◆ **PROBLEM DETAILS**
Please print the data shown below without any alteration.

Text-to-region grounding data
-*-

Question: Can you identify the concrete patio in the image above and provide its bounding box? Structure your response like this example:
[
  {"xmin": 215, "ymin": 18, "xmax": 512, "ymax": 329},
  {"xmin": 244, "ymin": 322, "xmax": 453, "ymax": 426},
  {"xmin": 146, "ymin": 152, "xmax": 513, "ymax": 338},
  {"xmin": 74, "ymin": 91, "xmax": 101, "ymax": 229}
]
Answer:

-*-

◆ **TASK OUTPUT**
Question: Can you identify the concrete patio in the image above and provide its bounding box? Structure your response like this example:
[
  {"xmin": 215, "ymin": 18, "xmax": 512, "ymax": 329},
  {"xmin": 244, "ymin": 322, "xmax": 453, "ymax": 426},
  {"xmin": 146, "ymin": 152, "xmax": 513, "ymax": 338},
  {"xmin": 74, "ymin": 91, "xmax": 101, "ymax": 229}
]
Answer:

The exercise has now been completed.